» GIVEN EXERCISE
Lay out as a numbered list the lines from the one containing "The query is: dark baseball cap" through the last line of the entries, including both ends. Leave out any blank lines.

Detection entries:
Start

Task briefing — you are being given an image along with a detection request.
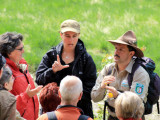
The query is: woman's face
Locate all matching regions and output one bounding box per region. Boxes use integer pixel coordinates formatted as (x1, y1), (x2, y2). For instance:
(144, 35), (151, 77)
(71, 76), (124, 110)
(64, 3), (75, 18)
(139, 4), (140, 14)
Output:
(4, 76), (14, 91)
(61, 31), (80, 50)
(8, 41), (24, 64)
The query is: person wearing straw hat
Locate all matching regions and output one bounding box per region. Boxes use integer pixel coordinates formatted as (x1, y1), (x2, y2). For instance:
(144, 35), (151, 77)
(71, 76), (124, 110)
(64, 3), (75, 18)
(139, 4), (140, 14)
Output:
(36, 19), (97, 118)
(91, 31), (150, 120)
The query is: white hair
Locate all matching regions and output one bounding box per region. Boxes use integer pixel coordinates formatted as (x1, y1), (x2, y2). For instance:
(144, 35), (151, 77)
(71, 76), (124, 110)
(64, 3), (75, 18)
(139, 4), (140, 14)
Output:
(59, 75), (83, 102)
(115, 91), (144, 120)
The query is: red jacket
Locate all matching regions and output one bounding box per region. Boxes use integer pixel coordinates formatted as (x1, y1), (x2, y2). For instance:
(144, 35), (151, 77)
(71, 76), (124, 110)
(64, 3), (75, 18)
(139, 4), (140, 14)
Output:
(6, 58), (39, 120)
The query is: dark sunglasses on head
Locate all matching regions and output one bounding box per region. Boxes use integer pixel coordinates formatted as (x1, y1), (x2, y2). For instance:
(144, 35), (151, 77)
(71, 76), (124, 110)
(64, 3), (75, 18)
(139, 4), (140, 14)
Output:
(16, 46), (24, 51)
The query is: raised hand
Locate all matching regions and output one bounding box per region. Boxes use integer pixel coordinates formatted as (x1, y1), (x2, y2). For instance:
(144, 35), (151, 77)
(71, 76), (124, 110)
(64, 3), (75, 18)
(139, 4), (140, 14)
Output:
(101, 75), (115, 88)
(26, 84), (43, 97)
(105, 86), (118, 98)
(52, 55), (69, 73)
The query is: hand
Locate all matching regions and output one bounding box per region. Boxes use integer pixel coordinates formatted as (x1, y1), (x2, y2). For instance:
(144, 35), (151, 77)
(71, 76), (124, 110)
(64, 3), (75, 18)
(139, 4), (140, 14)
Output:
(101, 75), (115, 88)
(26, 84), (43, 97)
(105, 86), (118, 98)
(52, 55), (69, 73)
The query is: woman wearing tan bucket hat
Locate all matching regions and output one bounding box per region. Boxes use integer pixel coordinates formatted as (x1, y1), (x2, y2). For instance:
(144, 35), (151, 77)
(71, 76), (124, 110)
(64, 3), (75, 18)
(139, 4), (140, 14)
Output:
(36, 20), (97, 118)
(91, 31), (150, 120)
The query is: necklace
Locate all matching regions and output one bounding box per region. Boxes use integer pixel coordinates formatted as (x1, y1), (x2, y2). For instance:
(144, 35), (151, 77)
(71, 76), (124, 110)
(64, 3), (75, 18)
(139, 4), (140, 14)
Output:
(65, 56), (71, 59)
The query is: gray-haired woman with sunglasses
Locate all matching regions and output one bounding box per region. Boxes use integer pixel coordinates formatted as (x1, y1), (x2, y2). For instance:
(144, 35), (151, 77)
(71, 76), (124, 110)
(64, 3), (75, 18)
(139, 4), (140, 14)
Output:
(0, 32), (42, 120)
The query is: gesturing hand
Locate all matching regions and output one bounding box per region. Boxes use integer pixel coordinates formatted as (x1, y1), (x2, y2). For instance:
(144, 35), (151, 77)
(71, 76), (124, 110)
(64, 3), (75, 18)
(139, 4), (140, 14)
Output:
(101, 75), (115, 88)
(105, 86), (118, 98)
(26, 84), (43, 97)
(52, 55), (69, 73)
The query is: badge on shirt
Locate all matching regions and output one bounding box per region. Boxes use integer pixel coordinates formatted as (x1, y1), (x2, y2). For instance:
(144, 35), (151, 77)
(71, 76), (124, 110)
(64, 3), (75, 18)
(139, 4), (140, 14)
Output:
(135, 83), (144, 95)
(121, 80), (129, 88)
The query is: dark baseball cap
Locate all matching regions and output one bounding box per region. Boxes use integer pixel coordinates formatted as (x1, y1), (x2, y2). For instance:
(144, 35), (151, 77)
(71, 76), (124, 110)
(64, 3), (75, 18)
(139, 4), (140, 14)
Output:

End

» ANSWER BELOW
1. The query is: dark baseball cap
2. Locate all matching regions and output one bounding box per region. Boxes use integer pixel coordinates formatted as (x1, y1), (x2, y2). For instance:
3. (144, 35), (151, 77)
4. (71, 76), (124, 110)
5. (64, 3), (75, 18)
6. (139, 4), (140, 14)
7. Output:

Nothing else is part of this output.